(Items from a data source)
########################################

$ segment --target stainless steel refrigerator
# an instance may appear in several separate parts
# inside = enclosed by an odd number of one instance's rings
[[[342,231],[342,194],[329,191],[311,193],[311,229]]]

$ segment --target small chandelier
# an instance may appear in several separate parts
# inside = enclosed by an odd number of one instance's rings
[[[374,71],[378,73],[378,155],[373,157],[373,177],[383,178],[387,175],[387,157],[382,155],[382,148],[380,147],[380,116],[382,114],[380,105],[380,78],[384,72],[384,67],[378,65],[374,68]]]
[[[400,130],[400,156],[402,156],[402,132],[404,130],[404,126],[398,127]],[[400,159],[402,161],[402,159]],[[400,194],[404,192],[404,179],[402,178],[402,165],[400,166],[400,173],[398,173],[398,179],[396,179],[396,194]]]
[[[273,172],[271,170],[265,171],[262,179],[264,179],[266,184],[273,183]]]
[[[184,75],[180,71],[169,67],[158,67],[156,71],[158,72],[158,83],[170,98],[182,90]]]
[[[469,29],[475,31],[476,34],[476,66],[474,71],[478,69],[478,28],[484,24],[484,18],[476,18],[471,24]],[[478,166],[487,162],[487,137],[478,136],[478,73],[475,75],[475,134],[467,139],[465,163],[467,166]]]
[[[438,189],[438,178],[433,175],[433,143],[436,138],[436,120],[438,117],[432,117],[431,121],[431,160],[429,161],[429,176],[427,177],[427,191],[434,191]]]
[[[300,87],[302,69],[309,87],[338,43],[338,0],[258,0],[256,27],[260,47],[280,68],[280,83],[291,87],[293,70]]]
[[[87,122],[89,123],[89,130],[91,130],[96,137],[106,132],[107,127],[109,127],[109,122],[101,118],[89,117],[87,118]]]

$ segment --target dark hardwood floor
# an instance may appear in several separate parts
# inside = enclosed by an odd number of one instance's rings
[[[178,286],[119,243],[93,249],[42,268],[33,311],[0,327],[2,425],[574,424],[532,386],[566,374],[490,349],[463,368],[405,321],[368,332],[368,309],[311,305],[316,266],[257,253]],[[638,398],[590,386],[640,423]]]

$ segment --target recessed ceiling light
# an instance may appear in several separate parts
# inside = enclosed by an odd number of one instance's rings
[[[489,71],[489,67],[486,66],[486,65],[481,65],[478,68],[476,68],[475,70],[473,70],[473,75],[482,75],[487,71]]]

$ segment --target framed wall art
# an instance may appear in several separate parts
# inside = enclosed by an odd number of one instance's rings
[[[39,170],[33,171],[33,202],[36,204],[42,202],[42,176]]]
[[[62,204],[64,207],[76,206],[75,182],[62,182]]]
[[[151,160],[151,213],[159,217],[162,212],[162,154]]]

########################################

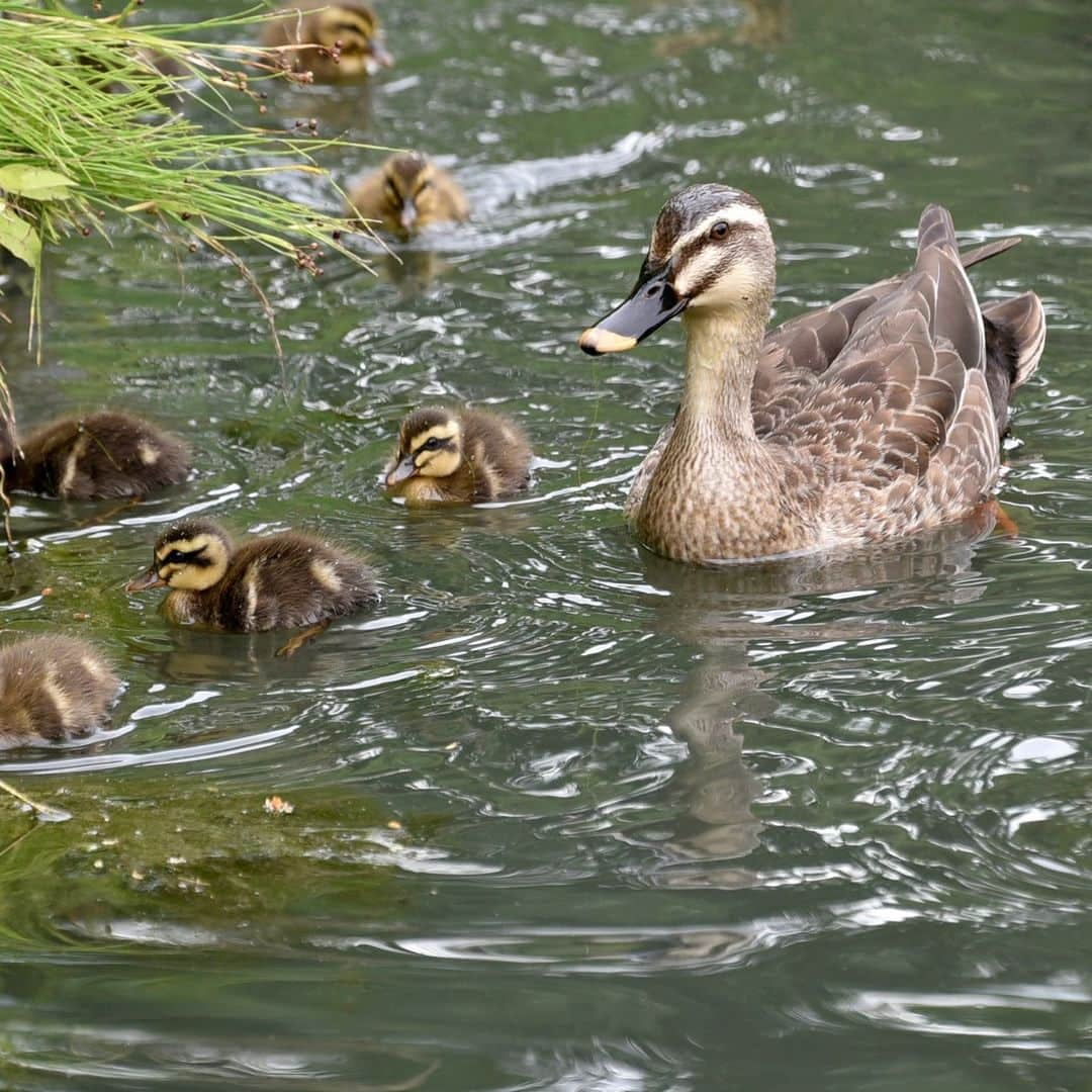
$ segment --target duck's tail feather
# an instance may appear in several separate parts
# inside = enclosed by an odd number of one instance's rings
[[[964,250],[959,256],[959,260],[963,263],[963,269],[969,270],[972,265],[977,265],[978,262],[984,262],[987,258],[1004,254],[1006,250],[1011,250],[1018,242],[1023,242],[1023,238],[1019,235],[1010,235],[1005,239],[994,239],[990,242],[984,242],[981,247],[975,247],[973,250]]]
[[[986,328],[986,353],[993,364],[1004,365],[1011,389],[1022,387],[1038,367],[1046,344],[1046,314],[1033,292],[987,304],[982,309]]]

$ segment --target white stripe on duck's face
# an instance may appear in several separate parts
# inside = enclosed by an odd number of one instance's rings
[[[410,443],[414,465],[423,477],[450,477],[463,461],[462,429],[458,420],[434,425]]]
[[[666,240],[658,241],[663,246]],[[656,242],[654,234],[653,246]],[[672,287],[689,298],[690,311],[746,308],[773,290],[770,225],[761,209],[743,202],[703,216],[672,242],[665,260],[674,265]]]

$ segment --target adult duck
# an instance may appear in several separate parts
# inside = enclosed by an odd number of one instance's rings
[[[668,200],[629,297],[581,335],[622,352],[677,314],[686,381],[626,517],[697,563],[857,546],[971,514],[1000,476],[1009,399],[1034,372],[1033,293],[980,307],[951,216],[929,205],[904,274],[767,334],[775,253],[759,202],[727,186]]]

########################################

Set exercise:
Count the lines above that contain the string "segment", matching case exactly. Give only the number.

Result:
8